Geoffrey Sheean writes:
I am having trouble thinking Bayesianly about the so-called ‘normal’ or ‘reference’ values that I am supposed to use in some of the tests I perform. These values are obtained from purportedly healthy people. Setting aside concerns about ascertainment bias, non-parametric distributions, and the like, the values are usually obtained by setting the limits at ± 2SD from the mean. In some cases, supposedly because of a non-normal distribution, the third highest and lowest value observed in the healthy group sets the limits, on the assumption that no more than 2 results (out of 20 samples) are allowed to exceed these values: if there are 3 or more, then the test is assumed to be abnormal and the reference range is said to reflect the 90th percentile. The results are binary – normal, abnormal.
The relevance to the diseased state is this. People who are known unequivocally to have condition X show Y abnormalities in these tests. Therefore, when people suspected of having condition X (or something kind of like it) are found to have Y abnormalities (similar or milder), the test is said to support the diagnosis of condition X (or something kind of like it). The problem is that there is no true sensitivity and specificity information because of the lack of a gold standard for many diseases, and in part because condition X and abnormality Y are actually broad categories, rather than specific diseases or states. The findings observed in one situation are extrapolated to broadly similar situations. Without sensitivity or specificity, what can one do?
An example. People who are known to have suffered partial nerve damage, trauma, polio, etc. develop large sized electrical signals in muscles that are connected to the nerves. So, when we see similar large signals in other people, we conclude that they too have suffered nerve injury, even if it is not due to trauma, or polio, or any other the known circumstances in which large signals were originally seen.
So, how to think about this statistically? If I find a result that is greater than 2SD away from the reference population mean, classical statistics suggests I should think that there is only a 5% chance of finding this result (or worse) in a normal person. From this, I am trained to conclude that this person is abnormal (95% probability). Similarly, if I find 3 abnormalities in a sample of 20 from a patient that exceed a certain value, I am to conclude that this person is abnormal (how probable??).
With the ± 2SD range, at least I can readily see just how far beyond the reference range a value is and take heart from the fact that the further out of this range the value is, the more ‘likely’ it is a true abnormality, reflecting true pathology, even though that is not what the standard statistical interpretation would say. Isn’t this way of thinking akin to interpreting a really, really low p value as stronger evidence than just a low p value? That is, confusing the probability of finding the evidence with the strength of the evidence? Trouble is, it really does feel like stronger evidence.

[Exercise requirements] For each statement, (a), (b) and (c), say yes or no to whether it agrees with the post on reference values, and quote the words that decide it: (a) The reference limits are usually set at ± 2SD from the mean. (b) The test results are reported on a continuous scale rather than as normal or abnormal. (c) Reliable sensitivity and specificity data are available for many diseases. The listing that comes next is separate material and has no connection to the post on reference values.

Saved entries
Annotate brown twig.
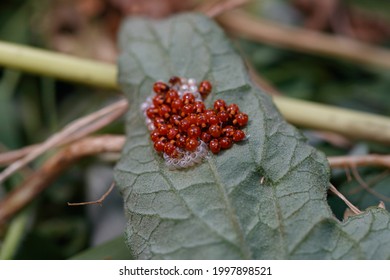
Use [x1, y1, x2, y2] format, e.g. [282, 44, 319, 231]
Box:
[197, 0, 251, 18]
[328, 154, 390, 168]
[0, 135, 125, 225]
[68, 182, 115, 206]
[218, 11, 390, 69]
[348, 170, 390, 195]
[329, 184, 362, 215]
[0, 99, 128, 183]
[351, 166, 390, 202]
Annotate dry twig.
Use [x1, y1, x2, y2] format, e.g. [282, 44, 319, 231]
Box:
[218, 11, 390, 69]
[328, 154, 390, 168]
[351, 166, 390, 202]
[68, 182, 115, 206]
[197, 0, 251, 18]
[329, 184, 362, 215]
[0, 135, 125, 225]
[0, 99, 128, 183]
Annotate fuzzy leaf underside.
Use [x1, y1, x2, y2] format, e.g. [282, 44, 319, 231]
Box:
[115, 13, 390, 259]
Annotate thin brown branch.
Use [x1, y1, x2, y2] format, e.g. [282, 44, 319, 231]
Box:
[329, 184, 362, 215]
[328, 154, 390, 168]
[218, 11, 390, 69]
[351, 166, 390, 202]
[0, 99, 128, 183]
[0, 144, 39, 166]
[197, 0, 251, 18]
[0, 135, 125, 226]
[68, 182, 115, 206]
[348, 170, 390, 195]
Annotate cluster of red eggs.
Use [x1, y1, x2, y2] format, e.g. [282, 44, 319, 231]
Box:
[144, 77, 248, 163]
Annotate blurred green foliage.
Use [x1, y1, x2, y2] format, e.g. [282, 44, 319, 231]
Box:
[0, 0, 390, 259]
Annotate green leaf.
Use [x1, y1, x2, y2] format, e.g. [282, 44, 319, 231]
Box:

[Written response]
(a) Yes: "the values are usually obtained by setting the limits at ± 2SD from the mean."
(b) No: "The results are binary – normal, abnormal."
(c) No: "there is no true sensitivity and specificity information because of the lack of a gold standard for many diseases"